- **ESERCIZI**
[1] Riproduci fedelmente il tratto della sentenza sulla pianificazione urbanistica che va da "Le scelte operate in sede di pianificazione urbanistica godono" fino a "del piano stesso.".
[2] Quante righe contengono la stringa "short"? Scrivi solo il numero.

- **ESTRATTO DEL TESTO**
+++++

Le scelte operate in sede di pianificazione urbanistica

Consiglio di Stato, sezione seconda, Sentenza 7 agosto 2019, n. 5611.

La massima estrapolata:

Le scelte operate in sede di pianificazione urbanistica godono di ampi margini di discrezionalità, costituendo apprezzamento di merito sottratto al sindacato di legittimità; in tali casi, le decisioni dell’amministrazione riguardo alla destinazione di singole aree non necessitano di apposita motivazione, oltre quella che si può evincere dai criteri generali, di ordine tecnico discrezionale, seguiti nell’impostazione del piano stesso.

Sentenza 7 agosto 2019, n. 5611

Data udienza 2 luglio 2019

REPUBBLICA ITALIANA
IN NOME DEL POPOLO ITALIANO
Il Consiglio di Stato
in sede giurisdizionale
Sezione Seconda
ha pronunciato la presente
SENTENZA
sul ricorso numero di registro generale 8566 del 2011, proposto da Lu. Gr., rappresentato e difeso dagli avvocati Lu. D’A., Ma. Mu., con domicilio eletto presso lo studio Al. Pl. in Roma, Via (…);
contro
Regione Puglia, in persona del legale rappresentante pro tempore, rappresentata e difesa dagli avvocati Sa. Or. Di Le., An. Bu., con domicilio eletto presso la Regione Puglia-delegazione in Roma, Via (…);
Comune di Trani, Autorità di Bacino per la Puglia non costituiti in giudizio;
per la riforma
della sentenza del Tribunale Amministrativo Regionale per la Puglia Sezione Seconda, n. 310/2011, resa tra le parti, concernente approvazione del piano urbanistico generale.
Visti il ricorso in appello e i relativi allegati;
Visto l’atto di costituzione in giudizio della Regione Puglia;
Visti tutti gli atti della causa;
Relatore nell’udienza pubblica del giorno 2 luglio 2019 il Cons. Italo Volpe e uditi per le parti gli avvocati Ma. Pe., su delega di Lu. D’A., e Am. l’A., su delega di Ma. Mu.;
Ritenuto e considerato in fatto e diritto quanto segue.

FATTO e DIRITTO

1. Col ricorso in epigrafe la persona fisica ivi pure indicata ha impugnato la sentenza del Tar per la Puglia, Bari, n. 310/2011, pubblicata il 18.2.2011, che – con l’onere delle spese – ha respinto il suo originario ricorso volto all’annullamento:
– della deliberazione del Consiglio comunale n. 8 del 31.3.2009 di approvazione definitiva del P.U.G. del Comune di Trani (di seguito “Comune”);
– della delibera del Comitato istituzionale dell’Autorità di bacino della Puglia n. 143 del 6.4.2006 di approvazione del piano stralcio per la difesa dal rischio idrogeologico;
– di ogni altro atto presupposto, connesso e/o conseguenziale, ove lesivo.
1.1. La sentenza impugnata ha premesso in fatto che l’originario ricorrente, in quanto proprietario di terreni nel territorio del Comune, si doleva della circostanza per cui, in conseguenza del P.U.G. approvato, i suoi terreni erano stati assoggettati a vincolo di inedificabilità assoluta giacchè situati nella c.d. (omissis).

+++++

- **RIGHE DI DATI**
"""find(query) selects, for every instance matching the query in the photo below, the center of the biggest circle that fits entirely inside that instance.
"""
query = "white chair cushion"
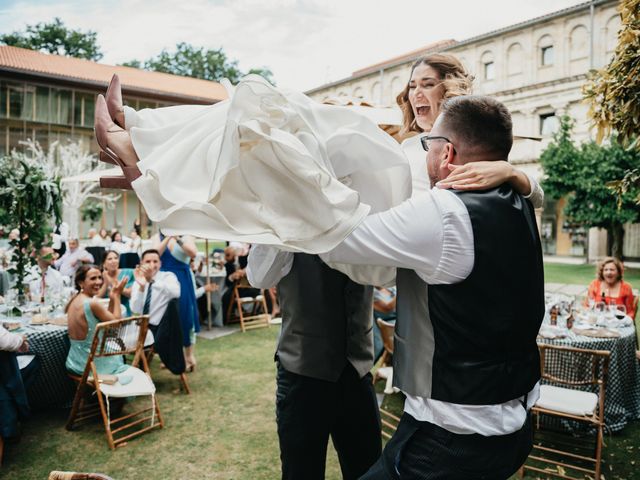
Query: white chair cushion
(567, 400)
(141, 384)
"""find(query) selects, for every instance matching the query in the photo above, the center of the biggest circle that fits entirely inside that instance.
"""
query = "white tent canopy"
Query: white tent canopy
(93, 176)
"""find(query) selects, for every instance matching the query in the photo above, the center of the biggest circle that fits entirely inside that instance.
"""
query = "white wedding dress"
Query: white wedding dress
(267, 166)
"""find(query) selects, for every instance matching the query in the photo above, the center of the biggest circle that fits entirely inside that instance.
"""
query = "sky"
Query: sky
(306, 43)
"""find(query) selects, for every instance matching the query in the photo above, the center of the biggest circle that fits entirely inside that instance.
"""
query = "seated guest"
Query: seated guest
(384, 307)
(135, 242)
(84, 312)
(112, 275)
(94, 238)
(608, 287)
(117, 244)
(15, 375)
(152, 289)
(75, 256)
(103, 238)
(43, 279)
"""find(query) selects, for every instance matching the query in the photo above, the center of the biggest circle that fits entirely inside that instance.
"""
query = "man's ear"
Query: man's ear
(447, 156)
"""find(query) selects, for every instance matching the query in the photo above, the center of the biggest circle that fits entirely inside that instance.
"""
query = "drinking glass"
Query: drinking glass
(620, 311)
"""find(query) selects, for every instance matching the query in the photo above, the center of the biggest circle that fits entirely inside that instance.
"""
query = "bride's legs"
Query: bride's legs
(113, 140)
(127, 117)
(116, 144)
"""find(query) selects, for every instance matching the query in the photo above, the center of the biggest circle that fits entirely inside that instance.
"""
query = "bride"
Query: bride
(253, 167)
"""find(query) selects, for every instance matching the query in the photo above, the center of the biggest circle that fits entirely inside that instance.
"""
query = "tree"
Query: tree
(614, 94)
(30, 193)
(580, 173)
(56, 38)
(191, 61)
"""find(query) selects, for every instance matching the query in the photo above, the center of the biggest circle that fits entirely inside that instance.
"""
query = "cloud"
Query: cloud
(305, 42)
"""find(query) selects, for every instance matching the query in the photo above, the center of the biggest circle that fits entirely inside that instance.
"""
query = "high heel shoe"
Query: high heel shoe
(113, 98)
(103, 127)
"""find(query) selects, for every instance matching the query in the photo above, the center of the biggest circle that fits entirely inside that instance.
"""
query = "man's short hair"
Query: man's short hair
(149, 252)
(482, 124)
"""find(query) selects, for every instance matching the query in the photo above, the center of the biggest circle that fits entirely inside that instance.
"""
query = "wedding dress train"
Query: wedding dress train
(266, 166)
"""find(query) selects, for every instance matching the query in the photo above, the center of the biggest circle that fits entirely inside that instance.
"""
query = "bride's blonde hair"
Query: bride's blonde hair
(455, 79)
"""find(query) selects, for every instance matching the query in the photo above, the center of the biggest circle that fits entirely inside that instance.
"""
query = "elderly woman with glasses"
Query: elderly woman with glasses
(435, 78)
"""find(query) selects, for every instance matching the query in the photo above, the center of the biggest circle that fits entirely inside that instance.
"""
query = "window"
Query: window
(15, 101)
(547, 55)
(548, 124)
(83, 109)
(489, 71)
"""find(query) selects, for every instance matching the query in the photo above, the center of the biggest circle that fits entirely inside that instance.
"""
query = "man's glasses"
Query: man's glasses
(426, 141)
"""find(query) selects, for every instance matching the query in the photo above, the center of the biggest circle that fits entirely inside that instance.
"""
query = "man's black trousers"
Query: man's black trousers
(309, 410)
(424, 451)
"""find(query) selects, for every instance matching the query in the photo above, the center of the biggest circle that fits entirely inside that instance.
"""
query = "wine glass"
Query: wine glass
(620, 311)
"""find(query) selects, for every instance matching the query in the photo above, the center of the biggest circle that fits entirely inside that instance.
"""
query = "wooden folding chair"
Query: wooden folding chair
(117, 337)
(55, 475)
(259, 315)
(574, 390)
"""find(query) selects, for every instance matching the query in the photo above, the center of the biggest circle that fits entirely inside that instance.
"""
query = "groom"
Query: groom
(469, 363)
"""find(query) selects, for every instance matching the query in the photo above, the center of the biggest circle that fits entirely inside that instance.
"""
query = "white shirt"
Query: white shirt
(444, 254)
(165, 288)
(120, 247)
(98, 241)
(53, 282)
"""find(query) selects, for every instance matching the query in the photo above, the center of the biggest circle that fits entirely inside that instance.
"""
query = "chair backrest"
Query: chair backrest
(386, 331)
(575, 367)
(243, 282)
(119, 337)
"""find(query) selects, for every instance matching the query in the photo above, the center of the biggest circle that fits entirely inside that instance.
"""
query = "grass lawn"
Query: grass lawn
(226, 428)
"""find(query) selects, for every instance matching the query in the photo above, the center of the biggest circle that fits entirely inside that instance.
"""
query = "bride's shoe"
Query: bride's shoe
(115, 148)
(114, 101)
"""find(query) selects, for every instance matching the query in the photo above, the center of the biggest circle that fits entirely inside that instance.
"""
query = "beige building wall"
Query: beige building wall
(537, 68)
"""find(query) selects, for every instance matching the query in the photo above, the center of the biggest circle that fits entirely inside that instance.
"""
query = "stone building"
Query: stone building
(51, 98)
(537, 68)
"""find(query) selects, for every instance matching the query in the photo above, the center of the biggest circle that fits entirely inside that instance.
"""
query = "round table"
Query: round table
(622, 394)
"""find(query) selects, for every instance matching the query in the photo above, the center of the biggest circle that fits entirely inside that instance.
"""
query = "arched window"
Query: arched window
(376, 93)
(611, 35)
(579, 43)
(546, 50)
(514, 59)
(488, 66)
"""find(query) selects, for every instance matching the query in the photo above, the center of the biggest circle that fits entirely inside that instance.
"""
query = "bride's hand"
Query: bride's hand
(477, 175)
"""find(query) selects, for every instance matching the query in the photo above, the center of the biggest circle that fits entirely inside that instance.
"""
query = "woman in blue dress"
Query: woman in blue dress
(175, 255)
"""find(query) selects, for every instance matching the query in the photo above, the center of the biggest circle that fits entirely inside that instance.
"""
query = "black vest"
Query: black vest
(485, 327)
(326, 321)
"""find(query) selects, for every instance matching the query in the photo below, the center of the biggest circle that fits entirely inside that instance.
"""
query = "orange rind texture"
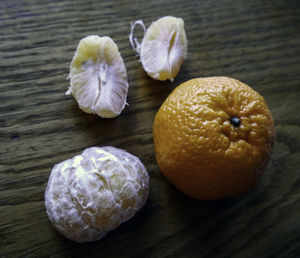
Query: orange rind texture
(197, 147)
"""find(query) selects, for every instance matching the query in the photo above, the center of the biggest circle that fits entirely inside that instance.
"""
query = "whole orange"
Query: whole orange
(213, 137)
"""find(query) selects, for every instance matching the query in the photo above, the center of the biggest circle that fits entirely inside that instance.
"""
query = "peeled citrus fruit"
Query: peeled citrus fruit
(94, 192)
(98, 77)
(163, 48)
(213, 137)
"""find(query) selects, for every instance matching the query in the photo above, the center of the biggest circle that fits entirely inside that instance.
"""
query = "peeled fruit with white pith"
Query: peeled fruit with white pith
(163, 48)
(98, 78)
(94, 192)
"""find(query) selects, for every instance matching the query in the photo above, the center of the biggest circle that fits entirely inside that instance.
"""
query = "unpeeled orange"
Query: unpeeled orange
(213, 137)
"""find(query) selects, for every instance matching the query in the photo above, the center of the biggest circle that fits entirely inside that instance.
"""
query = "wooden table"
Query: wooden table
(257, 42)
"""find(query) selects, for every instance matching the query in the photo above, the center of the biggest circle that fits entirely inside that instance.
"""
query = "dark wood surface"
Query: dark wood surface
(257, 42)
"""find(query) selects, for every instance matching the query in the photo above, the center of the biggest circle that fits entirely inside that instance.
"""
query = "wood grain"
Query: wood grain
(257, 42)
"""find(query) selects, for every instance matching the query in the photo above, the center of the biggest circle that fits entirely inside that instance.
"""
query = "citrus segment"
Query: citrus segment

+++++

- **ELENCO DELLE SOLUZIONI**
[1]
Le scelte operate in sede di pianificazione urbanistica godono di ampi margini di discrezionalità, costituendo apprezzamento di merito sottratto al sindacato di legittimità; in tali casi, le decisioni dell’amministrazione riguardo alla destinazione di singole aree non necessitano di apposita motivazione, oltre quella che si può evincere dai criteri generali, di ordine tecnico discrezionale, seguiti nell’impostazione del piano stesso.

[2] 2